- _Work request_
Search the material below for the string "every" and extract each line that has it.

- _Record set_

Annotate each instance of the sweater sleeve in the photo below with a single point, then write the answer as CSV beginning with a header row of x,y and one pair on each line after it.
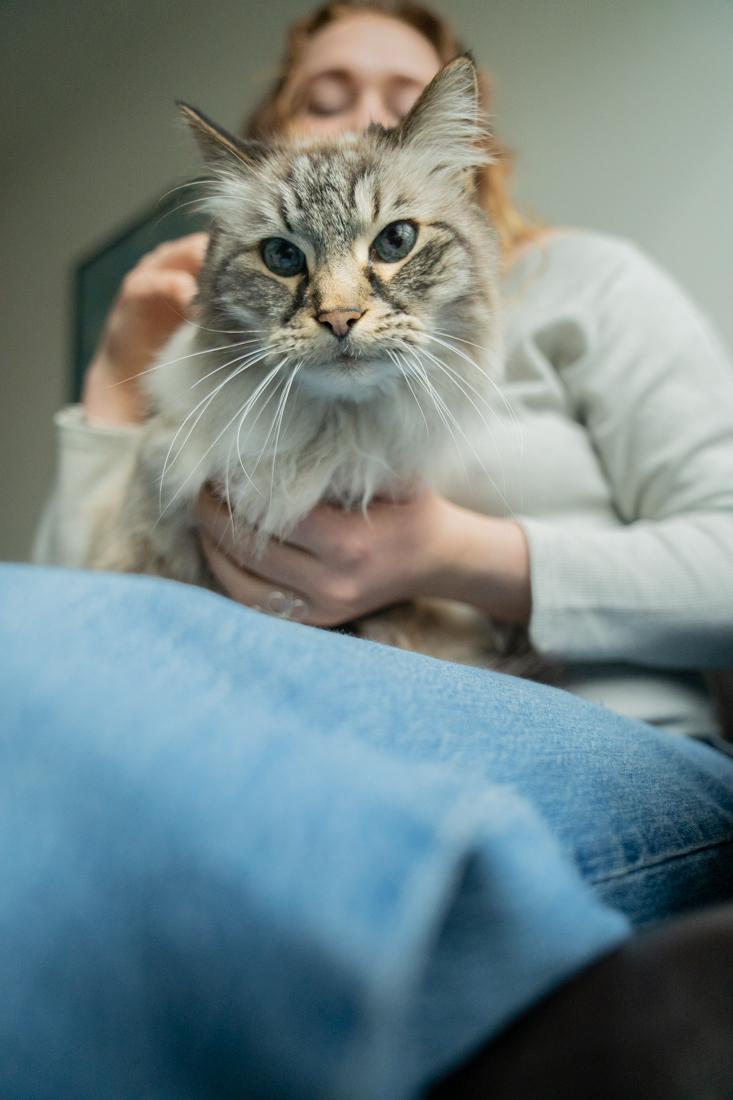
x,y
654,389
90,461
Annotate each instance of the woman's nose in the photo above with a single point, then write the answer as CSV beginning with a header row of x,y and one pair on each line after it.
x,y
370,107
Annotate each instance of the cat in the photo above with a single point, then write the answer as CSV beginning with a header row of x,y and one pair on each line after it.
x,y
343,284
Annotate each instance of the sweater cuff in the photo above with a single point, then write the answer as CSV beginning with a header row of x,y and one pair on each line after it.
x,y
567,597
76,432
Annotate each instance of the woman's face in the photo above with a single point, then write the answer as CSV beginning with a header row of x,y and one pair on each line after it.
x,y
362,68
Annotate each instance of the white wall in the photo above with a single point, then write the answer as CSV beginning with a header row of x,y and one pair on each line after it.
x,y
621,113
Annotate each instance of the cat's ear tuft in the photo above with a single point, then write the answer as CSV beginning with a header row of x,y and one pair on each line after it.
x,y
446,121
219,147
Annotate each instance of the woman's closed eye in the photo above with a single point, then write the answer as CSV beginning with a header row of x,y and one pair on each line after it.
x,y
329,94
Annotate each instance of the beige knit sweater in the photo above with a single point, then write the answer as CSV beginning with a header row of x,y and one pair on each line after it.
x,y
614,450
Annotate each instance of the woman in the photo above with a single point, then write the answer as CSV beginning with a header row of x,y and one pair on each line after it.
x,y
617,560
610,532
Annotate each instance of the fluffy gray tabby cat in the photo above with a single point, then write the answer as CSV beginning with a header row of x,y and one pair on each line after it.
x,y
343,284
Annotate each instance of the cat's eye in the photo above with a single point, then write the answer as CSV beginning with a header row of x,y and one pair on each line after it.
x,y
282,256
395,241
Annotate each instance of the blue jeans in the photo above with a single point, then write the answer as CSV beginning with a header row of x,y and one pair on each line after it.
x,y
242,857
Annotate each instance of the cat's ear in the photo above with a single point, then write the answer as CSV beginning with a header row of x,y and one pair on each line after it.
x,y
219,147
445,123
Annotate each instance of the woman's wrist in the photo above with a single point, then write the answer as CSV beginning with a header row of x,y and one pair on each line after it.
x,y
109,398
484,561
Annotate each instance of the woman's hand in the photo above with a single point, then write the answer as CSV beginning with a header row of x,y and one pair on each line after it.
x,y
153,300
338,565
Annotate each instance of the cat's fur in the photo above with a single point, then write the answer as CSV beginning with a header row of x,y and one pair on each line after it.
x,y
286,421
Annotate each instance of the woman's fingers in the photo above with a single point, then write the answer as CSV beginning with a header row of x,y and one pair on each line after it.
x,y
186,254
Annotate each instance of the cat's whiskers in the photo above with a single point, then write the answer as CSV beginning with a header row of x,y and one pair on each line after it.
x,y
249,476
513,415
170,362
420,375
288,386
203,405
471,448
272,350
204,328
435,333
400,366
192,183
223,430
458,382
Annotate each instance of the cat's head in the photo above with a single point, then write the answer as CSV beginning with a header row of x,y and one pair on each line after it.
x,y
358,257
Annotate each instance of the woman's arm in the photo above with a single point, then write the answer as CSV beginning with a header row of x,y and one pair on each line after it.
x,y
654,391
96,440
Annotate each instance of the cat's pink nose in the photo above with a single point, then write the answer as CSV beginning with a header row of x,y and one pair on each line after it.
x,y
340,320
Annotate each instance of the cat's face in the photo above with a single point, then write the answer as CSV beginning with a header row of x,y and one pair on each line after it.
x,y
353,259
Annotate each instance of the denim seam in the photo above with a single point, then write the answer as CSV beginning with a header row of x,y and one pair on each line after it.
x,y
659,862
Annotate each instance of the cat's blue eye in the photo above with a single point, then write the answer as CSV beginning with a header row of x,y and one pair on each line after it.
x,y
395,241
282,257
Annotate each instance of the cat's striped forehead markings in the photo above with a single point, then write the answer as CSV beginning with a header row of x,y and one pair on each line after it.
x,y
330,199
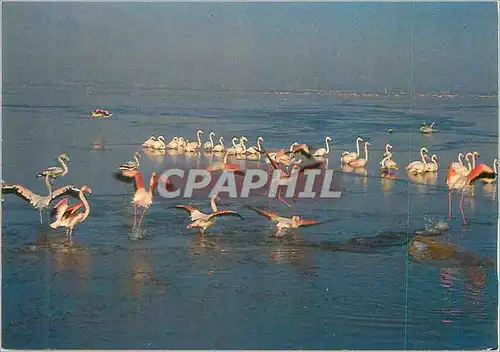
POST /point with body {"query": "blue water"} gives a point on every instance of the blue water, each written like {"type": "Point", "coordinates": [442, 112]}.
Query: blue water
{"type": "Point", "coordinates": [237, 287]}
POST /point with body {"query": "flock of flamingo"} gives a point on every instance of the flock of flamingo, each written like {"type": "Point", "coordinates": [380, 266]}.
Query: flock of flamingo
{"type": "Point", "coordinates": [459, 177]}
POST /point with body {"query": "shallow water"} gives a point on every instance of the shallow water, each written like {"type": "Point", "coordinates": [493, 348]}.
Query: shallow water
{"type": "Point", "coordinates": [238, 287]}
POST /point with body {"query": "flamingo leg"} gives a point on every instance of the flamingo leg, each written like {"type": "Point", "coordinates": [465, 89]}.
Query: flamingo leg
{"type": "Point", "coordinates": [449, 204]}
{"type": "Point", "coordinates": [462, 208]}
{"type": "Point", "coordinates": [135, 215]}
{"type": "Point", "coordinates": [140, 220]}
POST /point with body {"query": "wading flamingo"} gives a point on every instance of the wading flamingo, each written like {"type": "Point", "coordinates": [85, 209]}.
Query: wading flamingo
{"type": "Point", "coordinates": [194, 146]}
{"type": "Point", "coordinates": [209, 145]}
{"type": "Point", "coordinates": [142, 198]}
{"type": "Point", "coordinates": [492, 180]}
{"type": "Point", "coordinates": [456, 181]}
{"type": "Point", "coordinates": [347, 157]}
{"type": "Point", "coordinates": [219, 148]}
{"type": "Point", "coordinates": [67, 216]}
{"type": "Point", "coordinates": [283, 224]}
{"type": "Point", "coordinates": [204, 221]}
{"type": "Point", "coordinates": [433, 166]}
{"type": "Point", "coordinates": [418, 167]}
{"type": "Point", "coordinates": [56, 171]}
{"type": "Point", "coordinates": [258, 149]}
{"type": "Point", "coordinates": [321, 152]}
{"type": "Point", "coordinates": [37, 201]}
{"type": "Point", "coordinates": [131, 165]}
{"type": "Point", "coordinates": [361, 162]}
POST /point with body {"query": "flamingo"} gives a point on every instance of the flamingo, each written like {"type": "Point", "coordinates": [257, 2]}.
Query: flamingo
{"type": "Point", "coordinates": [387, 164]}
{"type": "Point", "coordinates": [348, 157]}
{"type": "Point", "coordinates": [258, 149]}
{"type": "Point", "coordinates": [39, 202]}
{"type": "Point", "coordinates": [432, 167]}
{"type": "Point", "coordinates": [131, 165]}
{"type": "Point", "coordinates": [282, 223]}
{"type": "Point", "coordinates": [321, 152]}
{"type": "Point", "coordinates": [173, 143]}
{"type": "Point", "coordinates": [418, 167]}
{"type": "Point", "coordinates": [202, 220]}
{"type": "Point", "coordinates": [459, 166]}
{"type": "Point", "coordinates": [67, 216]}
{"type": "Point", "coordinates": [456, 181]}
{"type": "Point", "coordinates": [241, 148]}
{"type": "Point", "coordinates": [56, 171]}
{"type": "Point", "coordinates": [232, 150]}
{"type": "Point", "coordinates": [427, 129]}
{"type": "Point", "coordinates": [209, 145]}
{"type": "Point", "coordinates": [361, 162]}
{"type": "Point", "coordinates": [492, 180]}
{"type": "Point", "coordinates": [194, 146]}
{"type": "Point", "coordinates": [219, 148]}
{"type": "Point", "coordinates": [142, 198]}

- _Answer for this exercise_
POST /point with body {"query": "blue water"} gives a point on every instance of the blue water, each written like {"type": "Point", "coordinates": [442, 112]}.
POST /point with body {"query": "flock of flamingo"} gives a point on every instance of the flock of flamingo, each written like {"type": "Point", "coordinates": [380, 266]}.
POST /point with body {"query": "shallow water"} gives a point on every instance of the shallow water, each written like {"type": "Point", "coordinates": [493, 348]}.
POST /point with body {"query": "flamingo leg"} gives a point on every instance of the flamingo leg, each written like {"type": "Point", "coordinates": [465, 89]}.
POST /point with body {"query": "wading flamingo"} gives a point on every instance of the wading flamingo, each written like {"type": "Point", "coordinates": [85, 209]}.
POST /point with body {"query": "flamingo"} gives a point on every instance of the flamingo, each written like {"type": "Point", "coordinates": [257, 2]}.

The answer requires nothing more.